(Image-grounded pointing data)
:::

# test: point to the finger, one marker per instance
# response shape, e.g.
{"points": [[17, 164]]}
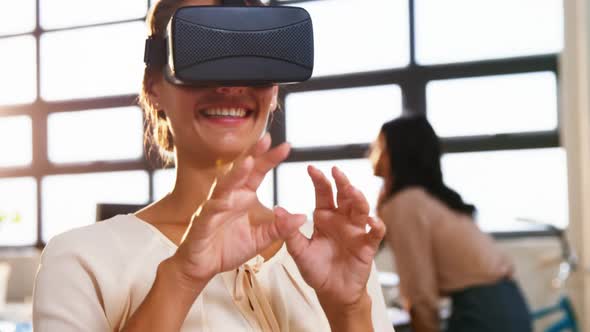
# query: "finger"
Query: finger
{"points": [[236, 178], [324, 197], [360, 206], [265, 162], [377, 231], [283, 227], [296, 242], [261, 146], [345, 190]]}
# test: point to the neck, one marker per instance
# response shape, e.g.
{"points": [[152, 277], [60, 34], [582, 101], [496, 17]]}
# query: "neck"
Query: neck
{"points": [[192, 188]]}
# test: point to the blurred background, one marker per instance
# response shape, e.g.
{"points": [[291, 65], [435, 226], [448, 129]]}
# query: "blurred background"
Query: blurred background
{"points": [[493, 77]]}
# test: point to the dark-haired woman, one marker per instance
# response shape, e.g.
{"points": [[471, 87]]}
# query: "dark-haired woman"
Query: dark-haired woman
{"points": [[438, 248]]}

:::

Work instruction -> Every record must be transcribed faithfully, with no picture carried over.

Your response ->
# test: point to the finger, one marker per instance
# response shape, e.g.
{"points": [[17, 164]]}
# query: "finger"
Query: finger
{"points": [[236, 178], [324, 197], [360, 206], [265, 162], [377, 231], [283, 227], [296, 242], [261, 146], [345, 190]]}
# test: point to the neck, one marker per instance
# response shape, e.g.
{"points": [[152, 277], [60, 34], [582, 101], [496, 17]]}
# query: "neck"
Query: neck
{"points": [[192, 188]]}
# test: point to the blurred background, one marker per instance
# response shape, e.g.
{"points": [[291, 65], [435, 226], [448, 129]]}
# query: "blurred background"
Query: blurred background
{"points": [[493, 77]]}
# test: point to the dark-haired woman, one marker per instance
# response shape, e.g.
{"points": [[471, 87]]}
# query: "dark-haired woman"
Query: dark-haired woman
{"points": [[438, 248]]}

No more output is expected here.